_Text under study_.
>>>
Erika Hoff reviews Christine Kenneally’s The First Word: The Search for the Origins of Language in Evolutionary Psychology:
Two developments in the later half of the 20th century changed the scientific landscape in a way that laid the groundwork for a new approach to the study of language origins. First, Noam Chomsky asserted that language was a property of the human mind, thus bringing linguistics into psychology and creating a field known as psycholinguistics, now more frequently referred to as the psychology of language. Then Leda Cosmides and John Tooby asserted that the mind, no less than the body, is the result of natural selection, thus bringing evolution to psychology and creating the field of evolutionary psychology. Together, the premises of these two fields raised the question of how language evolved. As linguists became interested in the question, the field of evolutionary linguistics (or evolingo to insiders) emerged, and as these theoretical developments made the question of language origins legitimate, developments in related fields of science made the study of language origins potentially fruitful. Researchers in animal intelligence and communication, genetics, neurobiology, computational modeling, and developmental psychology all contributed to the enterprise. The study of how language came to be is now an active field.
In The First Word: The Search for the Origins of Language, Christine Kenneally describes the history and current state of this enterprise for a general audience. The task she has undertaken—describing to nonscientists the several highly technical fields that address this topic—is formidable. Kenneally does it very well, clearly supported by both her skills as a free-lance journalist and her Ph.D. training in linguistics. The first four chapters of the book focus on four researchers or research teams who have staked out different positions on the issue. The book begins, appropriately, with linguist Noam Chomsky who started the modern study of language. Chomsky has historically been associated with the position that the human language capacity is a self-contained module, separate from other cognitive abilities and unrelated to the communicative purposes to which language just so happens to be put. How this module came to be is not particularly of interest to Chomsky, and he has publicly and frequently expressed reservations about the value of considering the question.
<<<
Natural language descriptions of regions
>>>
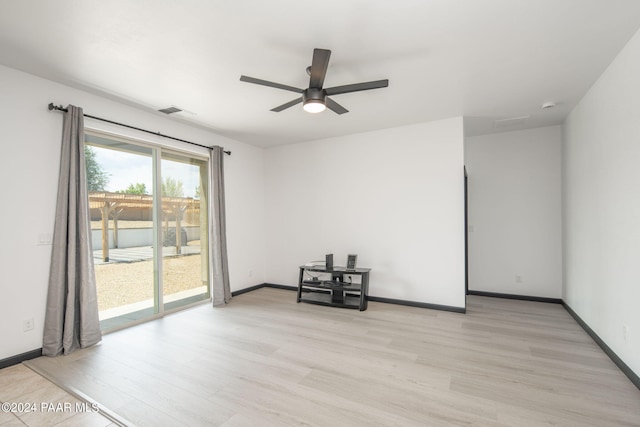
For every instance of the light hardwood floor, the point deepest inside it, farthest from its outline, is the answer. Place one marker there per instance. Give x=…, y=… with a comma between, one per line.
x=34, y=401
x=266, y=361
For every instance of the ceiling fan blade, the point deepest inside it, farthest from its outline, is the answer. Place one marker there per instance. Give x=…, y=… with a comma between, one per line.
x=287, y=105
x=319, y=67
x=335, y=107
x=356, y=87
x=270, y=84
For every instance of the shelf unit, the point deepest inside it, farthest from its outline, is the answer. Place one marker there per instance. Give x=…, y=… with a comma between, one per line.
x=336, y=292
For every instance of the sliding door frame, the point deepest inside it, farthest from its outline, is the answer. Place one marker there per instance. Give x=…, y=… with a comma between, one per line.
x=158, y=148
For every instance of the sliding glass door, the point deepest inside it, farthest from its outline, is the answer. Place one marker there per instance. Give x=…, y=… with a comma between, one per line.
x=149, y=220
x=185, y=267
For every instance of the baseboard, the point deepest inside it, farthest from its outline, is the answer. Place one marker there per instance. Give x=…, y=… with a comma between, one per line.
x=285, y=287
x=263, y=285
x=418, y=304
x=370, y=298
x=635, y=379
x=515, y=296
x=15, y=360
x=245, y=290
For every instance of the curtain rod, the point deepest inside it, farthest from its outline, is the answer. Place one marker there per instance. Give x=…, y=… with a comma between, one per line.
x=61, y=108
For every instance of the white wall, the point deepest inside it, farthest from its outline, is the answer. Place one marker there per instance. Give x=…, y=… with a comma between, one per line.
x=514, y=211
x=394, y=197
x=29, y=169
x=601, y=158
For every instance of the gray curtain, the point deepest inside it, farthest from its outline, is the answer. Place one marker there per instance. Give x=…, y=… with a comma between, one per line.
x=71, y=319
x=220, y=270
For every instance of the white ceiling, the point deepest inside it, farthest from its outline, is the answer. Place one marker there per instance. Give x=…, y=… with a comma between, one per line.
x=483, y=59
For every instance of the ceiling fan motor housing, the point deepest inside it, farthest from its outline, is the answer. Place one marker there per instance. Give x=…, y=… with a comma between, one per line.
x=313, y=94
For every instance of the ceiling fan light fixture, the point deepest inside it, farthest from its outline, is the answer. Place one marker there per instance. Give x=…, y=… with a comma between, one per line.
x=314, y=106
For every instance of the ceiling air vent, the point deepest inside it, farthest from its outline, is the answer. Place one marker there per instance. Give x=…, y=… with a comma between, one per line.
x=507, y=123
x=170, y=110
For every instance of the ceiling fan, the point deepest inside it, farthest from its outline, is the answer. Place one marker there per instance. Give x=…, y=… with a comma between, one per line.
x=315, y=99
<<<
>>>
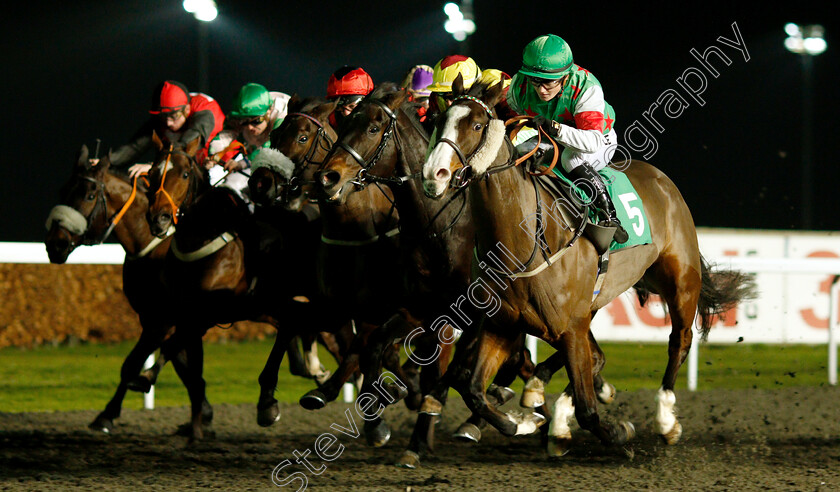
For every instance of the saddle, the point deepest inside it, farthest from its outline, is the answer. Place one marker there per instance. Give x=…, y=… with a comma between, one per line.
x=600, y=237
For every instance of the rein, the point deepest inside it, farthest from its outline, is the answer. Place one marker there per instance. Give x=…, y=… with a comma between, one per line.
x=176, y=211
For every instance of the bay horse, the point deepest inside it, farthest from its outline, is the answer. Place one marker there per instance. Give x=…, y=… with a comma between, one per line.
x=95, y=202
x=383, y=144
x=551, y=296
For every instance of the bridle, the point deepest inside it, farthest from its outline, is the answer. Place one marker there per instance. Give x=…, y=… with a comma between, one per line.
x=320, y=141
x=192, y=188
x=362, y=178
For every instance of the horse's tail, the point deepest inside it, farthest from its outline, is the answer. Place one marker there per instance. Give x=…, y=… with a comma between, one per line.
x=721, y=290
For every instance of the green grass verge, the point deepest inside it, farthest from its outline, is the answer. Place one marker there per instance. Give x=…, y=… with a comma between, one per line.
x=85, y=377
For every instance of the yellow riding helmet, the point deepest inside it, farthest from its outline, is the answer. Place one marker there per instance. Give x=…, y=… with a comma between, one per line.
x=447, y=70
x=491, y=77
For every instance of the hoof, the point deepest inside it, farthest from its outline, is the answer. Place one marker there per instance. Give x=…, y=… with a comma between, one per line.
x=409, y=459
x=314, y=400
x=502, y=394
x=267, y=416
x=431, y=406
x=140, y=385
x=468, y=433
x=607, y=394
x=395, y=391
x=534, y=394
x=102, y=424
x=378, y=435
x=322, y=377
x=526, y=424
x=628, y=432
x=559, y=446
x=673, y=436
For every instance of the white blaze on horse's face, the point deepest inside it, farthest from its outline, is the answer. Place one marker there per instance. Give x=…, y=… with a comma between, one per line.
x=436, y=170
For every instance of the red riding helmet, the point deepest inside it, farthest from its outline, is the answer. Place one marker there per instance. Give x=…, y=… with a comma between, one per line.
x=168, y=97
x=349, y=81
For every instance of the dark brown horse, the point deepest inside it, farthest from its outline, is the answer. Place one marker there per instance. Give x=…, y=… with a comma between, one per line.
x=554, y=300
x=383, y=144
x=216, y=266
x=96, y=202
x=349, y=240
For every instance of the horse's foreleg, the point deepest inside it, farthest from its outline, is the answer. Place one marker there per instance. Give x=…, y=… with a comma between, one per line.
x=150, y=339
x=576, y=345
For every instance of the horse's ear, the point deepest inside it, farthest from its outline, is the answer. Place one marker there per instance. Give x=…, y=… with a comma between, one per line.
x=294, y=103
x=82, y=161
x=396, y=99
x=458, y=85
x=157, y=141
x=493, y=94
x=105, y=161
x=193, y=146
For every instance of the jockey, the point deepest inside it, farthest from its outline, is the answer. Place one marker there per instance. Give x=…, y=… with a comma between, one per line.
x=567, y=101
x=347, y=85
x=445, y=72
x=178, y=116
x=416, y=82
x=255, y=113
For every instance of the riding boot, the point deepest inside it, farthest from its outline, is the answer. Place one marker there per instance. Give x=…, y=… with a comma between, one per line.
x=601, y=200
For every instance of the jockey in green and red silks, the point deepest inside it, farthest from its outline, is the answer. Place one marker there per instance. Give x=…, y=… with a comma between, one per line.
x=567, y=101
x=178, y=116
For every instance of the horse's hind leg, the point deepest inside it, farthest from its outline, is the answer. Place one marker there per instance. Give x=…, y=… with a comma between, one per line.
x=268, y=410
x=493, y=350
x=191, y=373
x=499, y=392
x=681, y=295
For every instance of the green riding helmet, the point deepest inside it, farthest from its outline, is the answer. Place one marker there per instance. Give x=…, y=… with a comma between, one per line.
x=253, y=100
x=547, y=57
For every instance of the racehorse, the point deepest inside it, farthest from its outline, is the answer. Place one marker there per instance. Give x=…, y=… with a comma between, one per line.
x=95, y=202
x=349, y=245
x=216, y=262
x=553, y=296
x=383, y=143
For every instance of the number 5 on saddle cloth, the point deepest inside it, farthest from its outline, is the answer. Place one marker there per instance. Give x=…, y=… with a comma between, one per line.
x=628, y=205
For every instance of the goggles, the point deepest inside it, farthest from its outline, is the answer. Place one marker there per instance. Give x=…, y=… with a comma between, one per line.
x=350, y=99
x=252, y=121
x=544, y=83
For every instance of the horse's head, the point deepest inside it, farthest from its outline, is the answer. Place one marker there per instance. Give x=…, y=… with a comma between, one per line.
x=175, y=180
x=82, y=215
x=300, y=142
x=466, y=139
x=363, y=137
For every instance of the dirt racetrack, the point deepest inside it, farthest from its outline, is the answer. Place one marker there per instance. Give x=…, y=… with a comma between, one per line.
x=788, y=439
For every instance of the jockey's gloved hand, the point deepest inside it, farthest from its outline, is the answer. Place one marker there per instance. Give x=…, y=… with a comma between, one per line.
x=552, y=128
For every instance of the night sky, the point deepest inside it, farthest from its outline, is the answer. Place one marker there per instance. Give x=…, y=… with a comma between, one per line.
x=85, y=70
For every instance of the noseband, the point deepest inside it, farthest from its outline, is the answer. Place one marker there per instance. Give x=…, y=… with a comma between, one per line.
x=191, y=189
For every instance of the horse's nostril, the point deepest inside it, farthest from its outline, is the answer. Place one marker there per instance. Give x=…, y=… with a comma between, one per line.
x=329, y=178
<<<
_Your task_. List every field of research that the review says contributed to the enterprise of studying language origins.

_Response_.
Animal intelligence and communication
Genetics
Neurobiology
Computational modeling
Developmental psychology